==== Data supplied ====
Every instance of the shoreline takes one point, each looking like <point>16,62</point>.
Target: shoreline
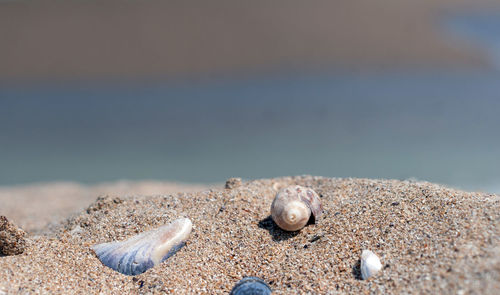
<point>263,37</point>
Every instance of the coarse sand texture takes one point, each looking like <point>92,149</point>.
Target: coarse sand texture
<point>429,238</point>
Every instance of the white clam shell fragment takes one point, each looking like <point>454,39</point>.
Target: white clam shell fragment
<point>293,206</point>
<point>370,264</point>
<point>143,251</point>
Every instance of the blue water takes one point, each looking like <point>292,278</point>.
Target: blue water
<point>440,126</point>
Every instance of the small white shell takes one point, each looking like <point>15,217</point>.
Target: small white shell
<point>370,264</point>
<point>143,251</point>
<point>292,207</point>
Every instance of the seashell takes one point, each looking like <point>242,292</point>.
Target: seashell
<point>143,251</point>
<point>370,264</point>
<point>251,286</point>
<point>293,205</point>
<point>12,239</point>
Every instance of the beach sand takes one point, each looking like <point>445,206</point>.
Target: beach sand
<point>68,40</point>
<point>40,206</point>
<point>430,239</point>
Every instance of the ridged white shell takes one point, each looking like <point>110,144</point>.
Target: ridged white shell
<point>370,264</point>
<point>293,206</point>
<point>143,251</point>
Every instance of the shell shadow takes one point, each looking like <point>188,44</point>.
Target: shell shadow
<point>356,270</point>
<point>277,233</point>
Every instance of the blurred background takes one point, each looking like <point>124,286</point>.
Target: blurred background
<point>199,91</point>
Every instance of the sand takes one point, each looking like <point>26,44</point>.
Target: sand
<point>431,239</point>
<point>154,39</point>
<point>40,206</point>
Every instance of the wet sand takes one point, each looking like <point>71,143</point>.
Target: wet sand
<point>430,239</point>
<point>67,40</point>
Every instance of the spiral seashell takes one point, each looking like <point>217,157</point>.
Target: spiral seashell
<point>370,264</point>
<point>292,207</point>
<point>251,286</point>
<point>143,251</point>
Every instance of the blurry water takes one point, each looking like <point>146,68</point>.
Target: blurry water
<point>480,29</point>
<point>436,126</point>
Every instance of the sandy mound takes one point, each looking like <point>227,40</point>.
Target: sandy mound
<point>35,207</point>
<point>430,239</point>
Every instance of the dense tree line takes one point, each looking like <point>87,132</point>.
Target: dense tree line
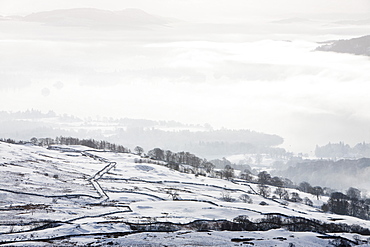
<point>350,203</point>
<point>174,160</point>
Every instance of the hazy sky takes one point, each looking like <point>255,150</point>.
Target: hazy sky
<point>256,75</point>
<point>204,10</point>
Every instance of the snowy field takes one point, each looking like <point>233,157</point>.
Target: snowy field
<point>75,196</point>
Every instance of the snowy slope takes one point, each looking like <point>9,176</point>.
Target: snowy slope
<point>77,196</point>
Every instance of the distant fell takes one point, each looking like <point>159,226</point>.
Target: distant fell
<point>356,46</point>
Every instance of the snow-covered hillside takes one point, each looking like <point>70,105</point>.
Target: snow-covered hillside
<point>72,195</point>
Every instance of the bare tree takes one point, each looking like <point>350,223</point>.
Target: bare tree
<point>264,190</point>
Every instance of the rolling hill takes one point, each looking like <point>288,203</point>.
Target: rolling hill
<point>356,46</point>
<point>78,196</point>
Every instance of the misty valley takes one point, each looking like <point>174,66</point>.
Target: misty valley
<point>66,190</point>
<point>153,123</point>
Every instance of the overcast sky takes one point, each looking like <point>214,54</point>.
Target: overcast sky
<point>257,75</point>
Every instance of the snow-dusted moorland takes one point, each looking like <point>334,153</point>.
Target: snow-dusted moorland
<point>76,196</point>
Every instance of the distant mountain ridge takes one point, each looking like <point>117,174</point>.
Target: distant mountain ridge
<point>95,17</point>
<point>356,46</point>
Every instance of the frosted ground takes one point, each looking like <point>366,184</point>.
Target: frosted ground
<point>77,196</point>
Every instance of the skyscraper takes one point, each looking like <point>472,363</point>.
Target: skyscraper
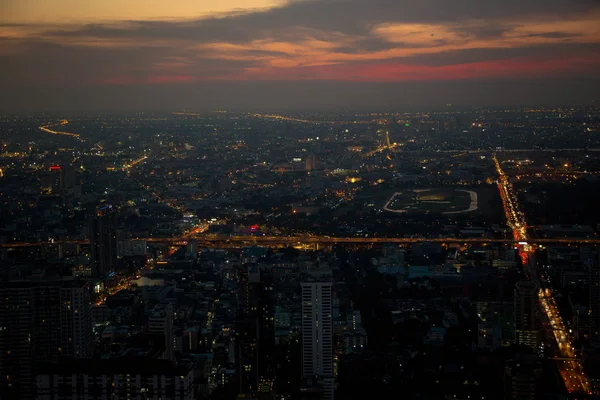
<point>103,240</point>
<point>40,321</point>
<point>522,378</point>
<point>317,330</point>
<point>255,335</point>
<point>594,289</point>
<point>161,322</point>
<point>526,319</point>
<point>311,162</point>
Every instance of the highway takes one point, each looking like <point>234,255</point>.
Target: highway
<point>569,367</point>
<point>213,240</point>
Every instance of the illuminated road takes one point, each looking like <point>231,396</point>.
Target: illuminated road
<point>570,369</point>
<point>217,240</point>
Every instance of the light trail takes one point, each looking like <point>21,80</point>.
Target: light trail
<point>216,240</point>
<point>571,370</point>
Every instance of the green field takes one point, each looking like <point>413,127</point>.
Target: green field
<point>431,201</point>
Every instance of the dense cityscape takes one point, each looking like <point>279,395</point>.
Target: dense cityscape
<point>442,254</point>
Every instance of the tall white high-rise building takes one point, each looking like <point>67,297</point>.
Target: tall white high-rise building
<point>317,329</point>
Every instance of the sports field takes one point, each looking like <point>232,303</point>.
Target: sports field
<point>438,201</point>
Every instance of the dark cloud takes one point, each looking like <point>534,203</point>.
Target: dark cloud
<point>51,71</point>
<point>274,96</point>
<point>351,17</point>
<point>543,52</point>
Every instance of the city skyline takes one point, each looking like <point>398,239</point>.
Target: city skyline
<point>61,55</point>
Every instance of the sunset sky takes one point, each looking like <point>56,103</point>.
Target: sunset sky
<point>136,54</point>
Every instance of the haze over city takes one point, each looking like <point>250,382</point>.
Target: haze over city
<point>299,199</point>
<point>111,55</point>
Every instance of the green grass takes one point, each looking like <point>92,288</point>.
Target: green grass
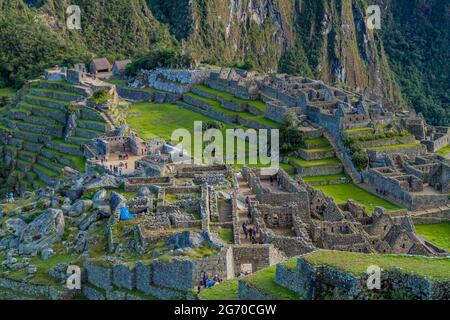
<point>227,290</point>
<point>264,281</point>
<point>341,193</point>
<point>314,163</point>
<point>357,263</point>
<point>226,234</point>
<point>216,106</point>
<point>317,141</point>
<point>324,178</point>
<point>444,151</point>
<point>437,234</point>
<point>261,106</point>
<point>395,146</point>
<point>322,149</point>
<point>7,92</point>
<point>152,120</point>
<point>39,98</point>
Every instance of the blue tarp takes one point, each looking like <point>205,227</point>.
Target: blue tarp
<point>125,215</point>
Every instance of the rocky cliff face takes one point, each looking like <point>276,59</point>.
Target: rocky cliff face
<point>320,38</point>
<point>326,39</point>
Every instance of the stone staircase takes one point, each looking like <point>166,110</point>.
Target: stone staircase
<point>317,163</point>
<point>36,126</point>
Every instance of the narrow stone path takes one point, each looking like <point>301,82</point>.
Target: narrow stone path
<point>242,209</point>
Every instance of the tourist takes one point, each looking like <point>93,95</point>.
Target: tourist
<point>249,232</point>
<point>244,228</point>
<point>205,279</point>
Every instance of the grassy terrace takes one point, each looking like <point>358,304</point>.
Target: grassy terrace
<point>395,146</point>
<point>357,263</point>
<point>264,281</point>
<point>216,106</point>
<point>314,163</point>
<point>123,84</point>
<point>324,178</point>
<point>261,106</point>
<point>437,234</point>
<point>7,92</point>
<point>227,290</point>
<point>66,103</point>
<point>444,151</point>
<point>342,192</point>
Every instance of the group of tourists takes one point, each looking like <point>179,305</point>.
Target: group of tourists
<point>207,282</point>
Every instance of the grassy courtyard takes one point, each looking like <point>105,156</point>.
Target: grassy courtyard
<point>357,263</point>
<point>437,234</point>
<point>151,120</point>
<point>7,92</point>
<point>444,151</point>
<point>342,192</point>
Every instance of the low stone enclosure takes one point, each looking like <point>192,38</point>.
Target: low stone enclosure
<point>288,212</point>
<point>416,185</point>
<point>170,279</point>
<point>312,281</point>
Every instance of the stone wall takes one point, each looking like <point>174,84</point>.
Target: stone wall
<point>319,282</point>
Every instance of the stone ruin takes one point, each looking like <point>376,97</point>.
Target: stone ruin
<point>295,213</point>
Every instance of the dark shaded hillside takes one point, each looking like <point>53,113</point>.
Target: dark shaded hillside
<point>417,43</point>
<point>405,62</point>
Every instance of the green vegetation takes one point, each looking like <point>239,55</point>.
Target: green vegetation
<point>226,234</point>
<point>264,281</point>
<point>227,290</point>
<point>437,234</point>
<point>395,146</point>
<point>444,151</point>
<point>357,263</point>
<point>229,97</point>
<point>325,178</point>
<point>159,58</point>
<point>341,193</point>
<point>314,163</point>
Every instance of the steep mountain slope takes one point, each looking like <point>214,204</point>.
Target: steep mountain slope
<point>326,39</point>
<point>405,62</point>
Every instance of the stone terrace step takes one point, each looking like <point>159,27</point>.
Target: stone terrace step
<point>64,147</point>
<point>76,162</point>
<point>55,94</point>
<point>65,86</point>
<point>87,133</point>
<point>42,111</point>
<point>47,102</point>
<point>50,164</point>
<point>46,175</point>
<point>321,167</point>
<point>93,125</point>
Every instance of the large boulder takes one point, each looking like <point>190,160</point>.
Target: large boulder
<point>99,198</point>
<point>116,200</point>
<point>186,239</point>
<point>105,181</point>
<point>80,207</point>
<point>143,192</point>
<point>15,226</point>
<point>45,230</point>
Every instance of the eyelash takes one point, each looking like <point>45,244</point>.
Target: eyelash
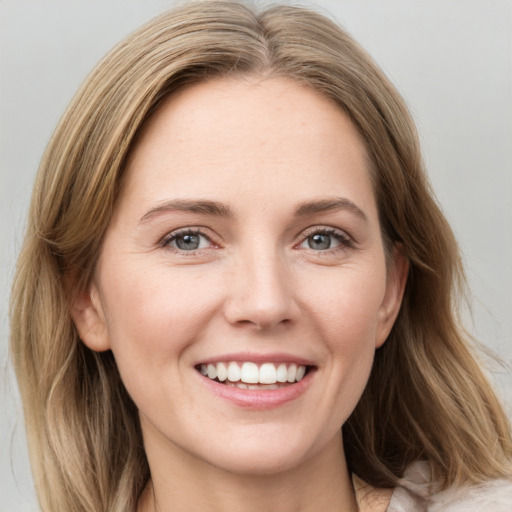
<point>171,237</point>
<point>345,241</point>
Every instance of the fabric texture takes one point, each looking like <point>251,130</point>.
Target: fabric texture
<point>417,493</point>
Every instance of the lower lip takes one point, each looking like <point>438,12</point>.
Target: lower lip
<point>255,398</point>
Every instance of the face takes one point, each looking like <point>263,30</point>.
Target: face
<point>242,285</point>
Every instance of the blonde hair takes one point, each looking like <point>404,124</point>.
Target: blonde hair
<point>426,397</point>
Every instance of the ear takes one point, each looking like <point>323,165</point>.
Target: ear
<point>398,269</point>
<point>89,319</point>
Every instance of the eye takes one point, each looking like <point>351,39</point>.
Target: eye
<point>325,239</point>
<point>187,240</point>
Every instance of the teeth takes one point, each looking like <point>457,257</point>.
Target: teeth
<point>250,376</point>
<point>222,372</point>
<point>268,374</point>
<point>282,373</point>
<point>249,373</point>
<point>233,372</point>
<point>292,373</point>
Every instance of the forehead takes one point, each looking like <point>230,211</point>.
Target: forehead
<point>268,137</point>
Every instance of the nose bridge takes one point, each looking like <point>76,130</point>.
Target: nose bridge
<point>261,294</point>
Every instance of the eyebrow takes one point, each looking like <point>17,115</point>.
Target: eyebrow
<point>214,208</point>
<point>203,207</point>
<point>329,205</point>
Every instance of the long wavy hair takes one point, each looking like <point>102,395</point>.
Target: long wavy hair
<point>426,398</point>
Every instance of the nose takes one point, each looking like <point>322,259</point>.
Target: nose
<point>260,293</point>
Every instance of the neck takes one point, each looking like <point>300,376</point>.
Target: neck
<point>320,483</point>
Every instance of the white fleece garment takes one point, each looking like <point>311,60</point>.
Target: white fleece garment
<point>415,494</point>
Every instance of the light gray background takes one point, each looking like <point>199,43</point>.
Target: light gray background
<point>451,59</point>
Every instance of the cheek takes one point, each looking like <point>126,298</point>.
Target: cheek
<point>154,314</point>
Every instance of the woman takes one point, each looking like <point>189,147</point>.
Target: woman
<point>237,291</point>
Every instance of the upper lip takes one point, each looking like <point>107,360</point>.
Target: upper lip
<point>278,357</point>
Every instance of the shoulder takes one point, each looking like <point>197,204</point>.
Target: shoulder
<point>493,496</point>
<point>416,493</point>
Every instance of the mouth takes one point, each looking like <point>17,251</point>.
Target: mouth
<point>251,375</point>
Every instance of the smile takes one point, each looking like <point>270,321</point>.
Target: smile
<point>250,375</point>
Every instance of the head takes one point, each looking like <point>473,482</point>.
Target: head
<point>68,387</point>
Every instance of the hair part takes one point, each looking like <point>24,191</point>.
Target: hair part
<point>426,397</point>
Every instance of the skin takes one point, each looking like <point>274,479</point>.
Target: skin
<point>261,148</point>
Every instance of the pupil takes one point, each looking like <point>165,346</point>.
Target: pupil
<point>319,241</point>
<point>188,242</point>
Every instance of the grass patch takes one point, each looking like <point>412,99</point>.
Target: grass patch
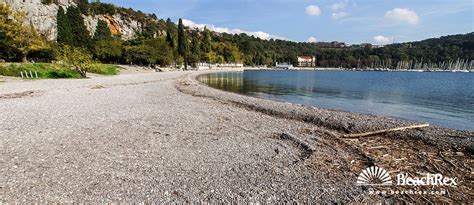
<point>104,69</point>
<point>44,70</point>
<point>49,70</point>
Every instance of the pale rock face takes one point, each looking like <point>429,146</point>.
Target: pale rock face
<point>43,18</point>
<point>127,28</point>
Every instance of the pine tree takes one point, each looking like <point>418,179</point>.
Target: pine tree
<point>182,43</point>
<point>64,28</point>
<point>81,37</point>
<point>206,41</point>
<point>102,31</point>
<point>170,33</point>
<point>20,37</point>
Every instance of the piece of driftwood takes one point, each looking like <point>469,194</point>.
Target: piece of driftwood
<point>365,134</point>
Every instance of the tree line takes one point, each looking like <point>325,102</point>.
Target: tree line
<point>164,43</point>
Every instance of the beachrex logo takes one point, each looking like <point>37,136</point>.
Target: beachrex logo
<point>376,176</point>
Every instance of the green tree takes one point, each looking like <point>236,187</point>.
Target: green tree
<point>182,43</point>
<point>206,41</point>
<point>64,28</point>
<point>170,30</point>
<point>195,55</point>
<point>77,58</point>
<point>102,31</point>
<point>20,37</point>
<point>81,37</point>
<point>163,52</point>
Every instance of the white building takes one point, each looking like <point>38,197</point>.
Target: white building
<point>306,61</point>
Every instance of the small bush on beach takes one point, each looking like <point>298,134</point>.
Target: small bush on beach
<point>104,69</point>
<point>44,70</point>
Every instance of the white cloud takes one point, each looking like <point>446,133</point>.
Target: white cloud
<point>402,15</point>
<point>259,34</point>
<point>339,15</point>
<point>313,10</point>
<point>382,40</point>
<point>312,39</point>
<point>338,6</point>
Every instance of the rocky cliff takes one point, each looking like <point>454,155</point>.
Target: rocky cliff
<point>43,18</point>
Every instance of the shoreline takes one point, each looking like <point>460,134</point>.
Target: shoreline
<point>343,121</point>
<point>164,137</point>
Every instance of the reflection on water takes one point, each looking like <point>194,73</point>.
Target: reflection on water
<point>445,99</point>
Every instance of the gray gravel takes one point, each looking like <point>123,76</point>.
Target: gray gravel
<point>137,138</point>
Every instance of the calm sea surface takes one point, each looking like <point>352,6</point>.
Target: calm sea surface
<point>440,98</point>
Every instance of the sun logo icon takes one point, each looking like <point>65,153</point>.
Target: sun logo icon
<point>374,176</point>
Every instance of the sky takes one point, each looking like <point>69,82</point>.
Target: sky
<point>350,21</point>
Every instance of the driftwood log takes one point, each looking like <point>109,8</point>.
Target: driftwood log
<point>365,134</point>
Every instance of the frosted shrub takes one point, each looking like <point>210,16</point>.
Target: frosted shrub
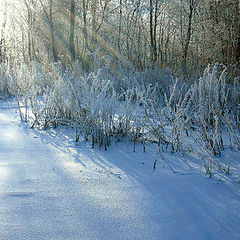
<point>4,81</point>
<point>211,105</point>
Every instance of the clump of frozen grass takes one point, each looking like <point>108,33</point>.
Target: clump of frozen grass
<point>142,110</point>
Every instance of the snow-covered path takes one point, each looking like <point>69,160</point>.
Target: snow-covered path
<point>51,189</point>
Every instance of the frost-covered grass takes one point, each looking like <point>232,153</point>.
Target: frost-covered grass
<point>142,107</point>
<point>54,188</point>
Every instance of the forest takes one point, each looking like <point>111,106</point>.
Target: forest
<point>119,119</point>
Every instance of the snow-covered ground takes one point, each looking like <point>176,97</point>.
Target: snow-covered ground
<point>52,189</point>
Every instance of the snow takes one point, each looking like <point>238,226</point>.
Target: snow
<point>51,188</point>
====
The task: Only the lines above starting with the one with "Target: stone ruin" and going through the one with "Every instance of the green vegetation" are to be copied, word for word and with both ends kept.

Task answer:
Target: stone ruin
<point>295,213</point>
Every instance of the dark shaded hillside takes one point, each looking like <point>53,113</point>.
Target: dark shaded hillside
<point>417,43</point>
<point>405,62</point>
Every instance of the green vegetation takes one point, each looking like <point>239,55</point>.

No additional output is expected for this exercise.